▶ [Source information]:
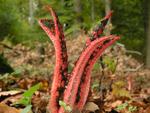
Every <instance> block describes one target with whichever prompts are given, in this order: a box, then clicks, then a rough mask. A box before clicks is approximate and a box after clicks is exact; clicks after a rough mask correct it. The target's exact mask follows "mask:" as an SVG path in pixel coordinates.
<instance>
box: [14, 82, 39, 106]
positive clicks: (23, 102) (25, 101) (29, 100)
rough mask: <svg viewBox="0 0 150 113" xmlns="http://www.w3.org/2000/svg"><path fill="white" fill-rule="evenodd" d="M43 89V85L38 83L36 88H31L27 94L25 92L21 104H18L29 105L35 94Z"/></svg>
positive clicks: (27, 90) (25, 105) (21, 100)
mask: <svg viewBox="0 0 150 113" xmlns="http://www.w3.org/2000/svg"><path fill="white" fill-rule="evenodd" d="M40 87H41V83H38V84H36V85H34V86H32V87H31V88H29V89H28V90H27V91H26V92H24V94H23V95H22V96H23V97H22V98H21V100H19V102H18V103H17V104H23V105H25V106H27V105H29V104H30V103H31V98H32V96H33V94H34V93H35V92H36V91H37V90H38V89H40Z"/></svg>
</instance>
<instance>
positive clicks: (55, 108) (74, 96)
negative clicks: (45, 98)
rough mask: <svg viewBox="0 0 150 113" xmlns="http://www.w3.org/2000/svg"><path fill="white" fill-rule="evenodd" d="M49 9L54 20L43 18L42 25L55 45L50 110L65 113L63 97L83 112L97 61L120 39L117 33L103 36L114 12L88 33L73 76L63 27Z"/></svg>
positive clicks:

▶ [Problem details]: Pull out every line of the records above that contains the word "instance".

▶ [Result]:
Every <instance> block describes one target with whichever prompts are given, in this order: a box, then clicks, then a rough mask. A box before clicks is approximate and a box after clicks is exact; clicks after a rough mask correct it. The target's exact mask follows "mask:" as an SVG path in pixel coordinates.
<instance>
</instance>
<instance>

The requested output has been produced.